» GOAL:
Transcribe the material verbatim in full; the pictures do not belong in the copy.

[Begin THE INPUT]

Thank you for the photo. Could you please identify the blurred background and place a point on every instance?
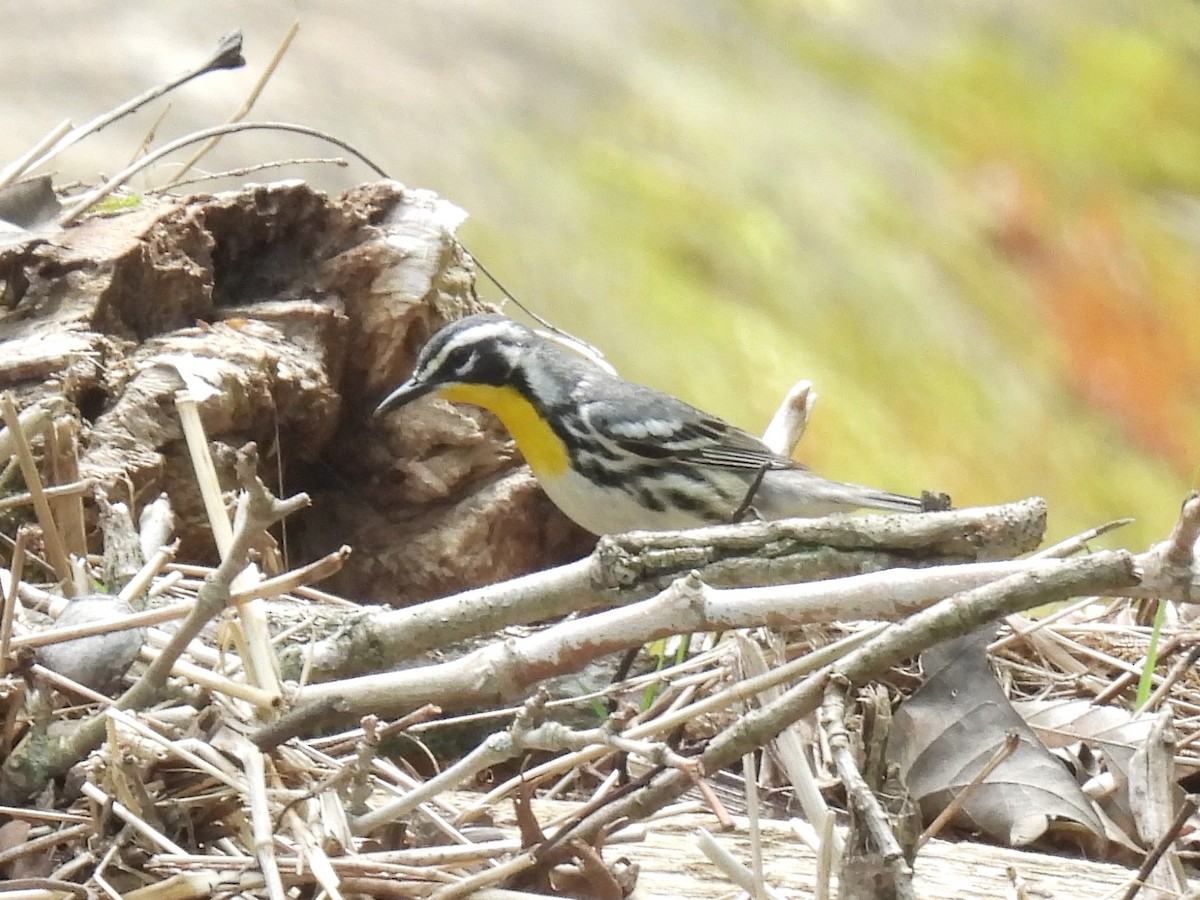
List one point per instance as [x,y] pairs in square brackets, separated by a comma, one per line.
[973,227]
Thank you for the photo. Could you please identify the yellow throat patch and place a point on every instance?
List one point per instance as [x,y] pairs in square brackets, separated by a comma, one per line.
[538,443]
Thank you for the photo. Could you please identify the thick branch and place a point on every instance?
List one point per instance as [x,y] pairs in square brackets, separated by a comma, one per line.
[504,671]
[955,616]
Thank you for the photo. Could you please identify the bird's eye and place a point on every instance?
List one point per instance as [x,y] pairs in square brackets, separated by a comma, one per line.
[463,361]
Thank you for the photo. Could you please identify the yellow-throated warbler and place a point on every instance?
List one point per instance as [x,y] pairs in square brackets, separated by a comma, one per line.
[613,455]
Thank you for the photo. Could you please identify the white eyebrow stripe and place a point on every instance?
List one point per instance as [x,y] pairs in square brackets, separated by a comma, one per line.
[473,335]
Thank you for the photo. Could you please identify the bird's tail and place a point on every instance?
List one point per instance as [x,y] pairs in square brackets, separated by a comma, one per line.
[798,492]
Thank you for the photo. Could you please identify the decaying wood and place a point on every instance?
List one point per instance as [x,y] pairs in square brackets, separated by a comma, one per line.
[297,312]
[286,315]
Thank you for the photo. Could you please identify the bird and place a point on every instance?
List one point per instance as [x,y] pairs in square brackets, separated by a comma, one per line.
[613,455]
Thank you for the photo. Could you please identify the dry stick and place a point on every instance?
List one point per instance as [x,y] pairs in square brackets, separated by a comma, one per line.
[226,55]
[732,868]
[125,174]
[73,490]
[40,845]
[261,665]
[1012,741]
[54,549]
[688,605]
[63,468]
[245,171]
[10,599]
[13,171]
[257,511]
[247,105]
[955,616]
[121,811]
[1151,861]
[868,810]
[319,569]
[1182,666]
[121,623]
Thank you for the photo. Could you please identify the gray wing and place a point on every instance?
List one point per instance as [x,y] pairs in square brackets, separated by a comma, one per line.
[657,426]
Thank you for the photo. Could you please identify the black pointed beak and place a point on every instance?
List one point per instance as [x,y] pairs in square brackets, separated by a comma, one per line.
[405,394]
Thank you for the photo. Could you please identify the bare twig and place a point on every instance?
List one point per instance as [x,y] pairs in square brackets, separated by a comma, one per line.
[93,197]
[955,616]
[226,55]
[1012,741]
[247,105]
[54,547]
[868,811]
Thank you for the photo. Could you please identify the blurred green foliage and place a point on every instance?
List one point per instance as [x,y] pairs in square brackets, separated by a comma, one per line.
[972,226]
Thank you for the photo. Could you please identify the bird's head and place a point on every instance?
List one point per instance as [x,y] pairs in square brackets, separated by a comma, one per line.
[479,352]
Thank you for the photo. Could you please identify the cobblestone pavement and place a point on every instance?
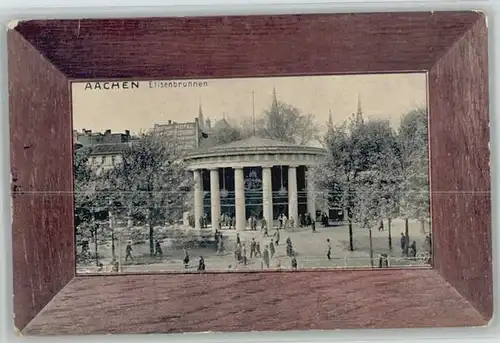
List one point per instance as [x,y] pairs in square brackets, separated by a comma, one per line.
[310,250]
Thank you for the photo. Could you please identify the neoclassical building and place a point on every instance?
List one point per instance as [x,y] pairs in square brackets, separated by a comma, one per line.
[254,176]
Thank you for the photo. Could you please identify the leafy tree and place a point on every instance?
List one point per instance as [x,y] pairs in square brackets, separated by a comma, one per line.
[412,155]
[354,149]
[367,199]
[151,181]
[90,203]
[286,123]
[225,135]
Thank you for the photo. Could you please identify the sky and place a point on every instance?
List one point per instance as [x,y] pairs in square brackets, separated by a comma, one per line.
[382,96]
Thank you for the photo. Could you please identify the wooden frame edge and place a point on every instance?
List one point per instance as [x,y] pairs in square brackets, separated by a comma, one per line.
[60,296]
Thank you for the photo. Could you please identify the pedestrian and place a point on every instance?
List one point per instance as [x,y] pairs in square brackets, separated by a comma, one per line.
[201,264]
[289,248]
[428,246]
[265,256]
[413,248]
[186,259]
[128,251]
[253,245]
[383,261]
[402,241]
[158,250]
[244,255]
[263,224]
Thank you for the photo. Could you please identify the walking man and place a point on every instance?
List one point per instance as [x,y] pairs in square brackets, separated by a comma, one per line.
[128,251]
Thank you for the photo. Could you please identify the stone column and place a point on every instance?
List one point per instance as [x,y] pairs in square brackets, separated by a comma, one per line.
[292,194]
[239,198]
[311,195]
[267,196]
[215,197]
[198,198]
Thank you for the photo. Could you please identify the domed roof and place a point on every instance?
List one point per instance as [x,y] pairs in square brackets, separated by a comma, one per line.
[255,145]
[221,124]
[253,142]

[End THE INPUT]

» OUTPUT OF THE EXERCISE:
Thank you for the photo. Could you please identify the blurred background and place a point on every instance?
List one point per instance as [x,y] pairs in square brackets, separated by a comma, one per line.
[973,227]
Thank you for the photo. Could you please identify the yellow throat patch and place a point on every instance?
List one point per instance as [x,y] pairs in square brackets, separated by a comma, one per line.
[538,443]
Thank you for the photo. Could you please identify the thick branch and place a point on every instance?
List one point per instance as [x,y] pairs in square brackets, separated by a comma, one per line.
[504,671]
[955,616]
Thank you for the photo. Could you please identify the bird's eye and place a point on every instance?
List one point per instance as [x,y] pairs in square brackets, separated by a comma, one per line.
[463,361]
Thank you for the photo. Could you please identify the yellow-throated warbler and place a point on every instance?
List one point per instance as [x,y] pairs in square brackets, separated by a comma, one per line.
[613,455]
Thank you for the photo. Could you please identify the white eyebrow stripe and place a point on every instance?
List one point per instance as [x,y] pairs in square brackets, separated by a comma, one per line.
[473,335]
Thank you for the photo. Could you please identify the bird's tail and place a point on every instance?
List one point per instance as [x,y] pairs in square brackets, separated by a comma, one per line.
[798,492]
Thank you for the photo. Could you please identify the decaying wood and place a point on every instance?
List one point per instance as [x,y] pairs in square brackets, separated by a comma, one per line.
[297,312]
[286,315]
Thank you for the photo. Could you please identify the bird and place a point on every instance?
List one point per instance as [x,y] pairs in square brackets, separated by a comma, one per line.
[613,455]
Thank you for the photo. Could you please identify the dry stick and place a point on every instance?
List one point per instance as [x,y] pairs in square brackets, separated by a comma, one per line.
[226,55]
[732,868]
[125,174]
[73,490]
[40,845]
[261,665]
[1012,741]
[54,549]
[688,605]
[63,468]
[245,171]
[10,599]
[13,171]
[257,511]
[247,105]
[955,616]
[121,811]
[1151,861]
[868,810]
[319,569]
[1182,666]
[121,623]
Thank you for the photo. Could you please identify the gray wing and place a point on every instance?
List one point per instance as [x,y] pairs in square brackets, separated by a comma, one per line.
[657,426]
Thank you for the photo. Could you please identify the black pointed beak and place a point on every instance?
List one point per instance as [x,y] pairs in square brackets, separated by a comma, one per line.
[405,394]
Thank you for the photo. Could you please identify the bare twig and place a point on every instance?
List one point per instance as [x,y] pairs in square brackets, separated by a comma, one per line.
[93,197]
[955,616]
[226,55]
[1012,741]
[247,105]
[54,547]
[868,811]
Thank you for the photo. Could you please identify the blurred green foliage and place a point on every instance?
List one point per instance as [x,y] pairs in square brackets, separated by a comma, one per line.
[972,226]
Thank you for the photo. Could you please identify the bird's head and place a point on every instance?
List one point per instance as [x,y] pairs in square brackets, separated by a comma, one per line.
[479,352]
Thank you for the photo. Could you please identify the cobblestone pavement and place a point on every instance?
List one point per instance as [x,y] pairs in square brackets, separated by a comma, one per line.
[310,250]
Thank you for the photo. Could you please identify the neoclassical building and place a point on every instance?
List one point per instance as [x,y] pairs in square brackets, separated by a comma, one per line.
[254,176]
Thank you for the photo. Could you please identify the leafy tree and place a point on every instance?
List one point per instance as [x,y] pairs in square brackets, separated by a comma, one per line.
[412,155]
[354,149]
[367,199]
[151,181]
[90,203]
[286,123]
[225,135]
Thank you for the photo. Could you please identify the sky and place a point on every instance?
List one point per instance as [x,y] pairs in square brackets, separated by a comma, one per line.
[382,96]
Thank you for the photo. Could you please identify the wooden frame edge and place a point on every instance?
List one point per instance as [x,y] pairs in square brackets, separated by a comma, one per line.
[60,296]
Thank you for the photo. Could you please identify the pedestrian and place a point on every instance?
List one point per instance as [x,y] pairs in square brackets, separated by a comma, one per line.
[201,264]
[289,248]
[428,246]
[265,256]
[413,248]
[186,259]
[128,251]
[253,245]
[383,261]
[402,241]
[158,250]
[244,255]
[263,224]
Thank you for the photo. Could you please identify the walking man and place a point on every instance?
List one point per instance as [x,y] pairs in square brackets, separated by a comma, one per line.
[128,251]
Thank you for the photo. Could you please identify the stone column and place a point on every instance?
List one point per instance as [x,y] pairs in square brackets, separated by a comma, one per line.
[292,194]
[239,198]
[311,195]
[267,196]
[215,197]
[198,198]
Thank you for the photo. Could you please identify the domed roof and place a point on every instance?
List one point per instance as [x,y] pairs in square brackets, separated by a comma, one per line.
[255,145]
[221,124]
[253,142]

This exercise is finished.